### EXERCISE GOAL
Locate every line in the data below that contains the string "surface" and copy each such line. Matching is case-sensitive.
....................
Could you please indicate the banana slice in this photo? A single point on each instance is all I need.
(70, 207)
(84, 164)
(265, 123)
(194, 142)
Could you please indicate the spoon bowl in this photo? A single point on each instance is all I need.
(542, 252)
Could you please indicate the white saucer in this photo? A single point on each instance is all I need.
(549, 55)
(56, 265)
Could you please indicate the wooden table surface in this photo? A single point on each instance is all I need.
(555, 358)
....................
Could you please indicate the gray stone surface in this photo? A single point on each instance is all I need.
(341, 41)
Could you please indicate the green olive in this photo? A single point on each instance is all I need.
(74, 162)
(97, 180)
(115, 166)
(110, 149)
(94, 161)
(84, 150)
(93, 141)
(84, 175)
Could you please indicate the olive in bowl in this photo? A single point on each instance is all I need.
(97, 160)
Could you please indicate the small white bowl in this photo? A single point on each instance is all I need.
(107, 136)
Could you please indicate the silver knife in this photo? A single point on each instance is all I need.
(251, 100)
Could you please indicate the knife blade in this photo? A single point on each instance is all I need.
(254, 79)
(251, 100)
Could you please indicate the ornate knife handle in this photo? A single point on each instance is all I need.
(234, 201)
....................
### SOLUTION
Could you please indicate the wooden table surface in this photo? A single point on each instance is all I need.
Could you please indicate the gray stone surface in this photo? A single point on each instance is all I need.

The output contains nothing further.